ACTION ITEM A -
Answer these questions from the Tyler J. Trahan biography below:
(i) On what date did he enlist in the U.S. Navy?
(ii) What award did he receive on graduating from the Naval Diving and Salvage Training Center?
(iii) What high school did he attend?
ACTION ITEM B - Reproduce the passage of the Tyler J. Trahan biography below, starting at "EOD2 Tyler J." and ending at "in the Navy.".

TEXT BLOCK -
○ ○ ○

EOD2 Tyler J. Trahan


Explosive Ordnance Disposal Technician Second Class Petty Officer (EWS) Tyler John Trahan, U.S. Navy was born on May 2, 1986. Tyler was born in New Bedford and lived on Long Pond in East Freetown, Massachusetts all his life until he began his career in the Navy. 

EOD2 (EWS) Trahan attended Old Colony Regional Technical Vocational High School where he quarterbacked the football team, was inducted into the National Honor Society (NHS), and graduated at the top of his class. Tyler’s NHS sponsor recalls that if anyone ever needed something done they could count on him to see it through, however difficult. Tyler particularly excelled in carpentry, and throughout his life was fond of construction projects that could benefit his friends and neighbors. Following high school graduation, he attended Massachusetts Maritime Academy for a year then enlisted in the U.S. Navy on May 16, 2006. 

Serving as his boot camp class leader, Petty Officer Trahan graduated and was given the rare offer for an enlisted man to attend the U.S. Naval Academy and become an officer. Tyler declined the offer, choosing instead to embark on the challenging training required to become an Explosive Ordnance Disposal technician. 

EOD2 (EWS) Trahan reported to the Naval Diving and Salvage Training Center (NDSTC) Panama City, Florida as a student under instruction in September 2006. Upon graduation Tyler was awarded
Most Valuable Junior Sailor for the class of 06-80-EOD. Petty Officer Trahan’s work ethic and sense of humor brought him distinction at his next training assignment at the Naval School for Explosive Ordnance Disposal (NAVSCOLEOD) at Eglin AFB, Florida. As a parting gift, Tyler organized the construction of the pull-up bars that still stand at the EOD School’s Underwater Division used every day by EOD student and instructors alike.

○ ○ ○

DATA FOR ANALYSIS -
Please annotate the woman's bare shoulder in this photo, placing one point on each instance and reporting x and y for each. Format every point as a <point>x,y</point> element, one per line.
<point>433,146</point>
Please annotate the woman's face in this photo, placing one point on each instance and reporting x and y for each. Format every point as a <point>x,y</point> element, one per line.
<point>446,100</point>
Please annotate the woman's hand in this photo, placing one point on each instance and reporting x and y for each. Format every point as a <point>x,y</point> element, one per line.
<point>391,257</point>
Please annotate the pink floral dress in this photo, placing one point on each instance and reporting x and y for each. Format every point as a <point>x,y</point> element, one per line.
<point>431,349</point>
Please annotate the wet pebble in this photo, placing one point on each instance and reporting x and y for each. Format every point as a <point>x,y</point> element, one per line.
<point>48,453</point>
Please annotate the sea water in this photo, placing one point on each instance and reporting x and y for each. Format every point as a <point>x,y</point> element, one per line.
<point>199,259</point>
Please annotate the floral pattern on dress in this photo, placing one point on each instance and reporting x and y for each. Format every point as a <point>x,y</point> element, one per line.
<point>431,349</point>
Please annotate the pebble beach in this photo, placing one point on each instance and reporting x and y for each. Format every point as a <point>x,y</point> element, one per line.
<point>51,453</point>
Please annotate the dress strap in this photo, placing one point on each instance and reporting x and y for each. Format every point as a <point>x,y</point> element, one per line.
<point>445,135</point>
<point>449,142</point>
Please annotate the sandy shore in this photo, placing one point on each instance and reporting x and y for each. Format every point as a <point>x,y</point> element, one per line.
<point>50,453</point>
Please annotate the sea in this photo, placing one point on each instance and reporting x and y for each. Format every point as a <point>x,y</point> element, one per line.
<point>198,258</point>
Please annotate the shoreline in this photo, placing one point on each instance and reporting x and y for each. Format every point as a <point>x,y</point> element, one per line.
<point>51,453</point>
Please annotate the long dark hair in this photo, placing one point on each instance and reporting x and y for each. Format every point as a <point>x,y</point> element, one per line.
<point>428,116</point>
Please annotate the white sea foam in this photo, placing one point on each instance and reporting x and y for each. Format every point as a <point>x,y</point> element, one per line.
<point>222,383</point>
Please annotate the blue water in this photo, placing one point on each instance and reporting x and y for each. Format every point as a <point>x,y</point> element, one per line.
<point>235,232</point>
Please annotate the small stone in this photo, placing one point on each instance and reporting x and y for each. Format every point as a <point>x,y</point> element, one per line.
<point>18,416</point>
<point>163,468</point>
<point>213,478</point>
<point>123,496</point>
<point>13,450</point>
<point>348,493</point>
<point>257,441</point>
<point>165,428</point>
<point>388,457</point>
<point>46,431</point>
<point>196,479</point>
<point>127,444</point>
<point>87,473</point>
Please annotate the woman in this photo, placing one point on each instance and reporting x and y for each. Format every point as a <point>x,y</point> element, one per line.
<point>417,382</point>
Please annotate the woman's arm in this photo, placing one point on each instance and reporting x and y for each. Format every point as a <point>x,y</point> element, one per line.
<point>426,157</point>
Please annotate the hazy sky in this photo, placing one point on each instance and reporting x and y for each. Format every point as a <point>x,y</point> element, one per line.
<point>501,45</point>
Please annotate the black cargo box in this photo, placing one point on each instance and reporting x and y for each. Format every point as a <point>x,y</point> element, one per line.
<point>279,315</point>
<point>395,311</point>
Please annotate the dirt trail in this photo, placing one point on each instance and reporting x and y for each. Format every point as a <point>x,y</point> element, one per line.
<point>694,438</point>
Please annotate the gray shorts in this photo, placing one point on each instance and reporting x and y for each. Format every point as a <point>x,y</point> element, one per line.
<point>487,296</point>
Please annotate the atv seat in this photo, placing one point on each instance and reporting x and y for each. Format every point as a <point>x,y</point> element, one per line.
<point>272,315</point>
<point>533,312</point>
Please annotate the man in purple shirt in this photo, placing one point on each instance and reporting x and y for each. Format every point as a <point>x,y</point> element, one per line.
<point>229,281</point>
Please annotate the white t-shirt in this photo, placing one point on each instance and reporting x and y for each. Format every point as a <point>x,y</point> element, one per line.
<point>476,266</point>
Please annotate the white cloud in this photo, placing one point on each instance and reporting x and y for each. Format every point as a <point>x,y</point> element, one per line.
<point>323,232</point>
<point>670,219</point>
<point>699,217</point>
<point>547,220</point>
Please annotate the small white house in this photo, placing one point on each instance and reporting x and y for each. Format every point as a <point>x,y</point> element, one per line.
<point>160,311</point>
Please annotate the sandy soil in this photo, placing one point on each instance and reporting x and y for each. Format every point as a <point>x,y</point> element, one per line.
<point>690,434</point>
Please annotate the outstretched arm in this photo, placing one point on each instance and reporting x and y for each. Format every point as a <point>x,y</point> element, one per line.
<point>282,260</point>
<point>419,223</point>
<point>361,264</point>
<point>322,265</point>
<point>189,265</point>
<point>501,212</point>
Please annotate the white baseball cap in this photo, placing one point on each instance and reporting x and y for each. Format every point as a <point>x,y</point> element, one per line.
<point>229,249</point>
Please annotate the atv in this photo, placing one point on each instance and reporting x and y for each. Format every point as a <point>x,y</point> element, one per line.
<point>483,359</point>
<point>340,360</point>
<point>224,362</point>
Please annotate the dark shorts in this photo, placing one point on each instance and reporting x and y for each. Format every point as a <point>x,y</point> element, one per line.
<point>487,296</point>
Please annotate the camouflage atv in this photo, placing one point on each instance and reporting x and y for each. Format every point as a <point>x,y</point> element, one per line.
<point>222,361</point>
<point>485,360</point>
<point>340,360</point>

○ ○ ○

EXERCISE RESULT A -
(i) May 16, 2006
(ii) Most Valuable Junior Sailor for the class of 06-80-EOD
(iii) Old Colony Regional Technical Vocational High School

EXERCISE RESULT B -
EOD2 Tyler J. Trahan


Explosive Ordnance Disposal Technician Second Class Petty Officer (EWS) Tyler John Trahan, U.S. Navy was born on May 2, 1986. Tyler was born in New Bedford and lived on Long Pond in East Freetown, Massachusetts all his life until he began his career in the Navy.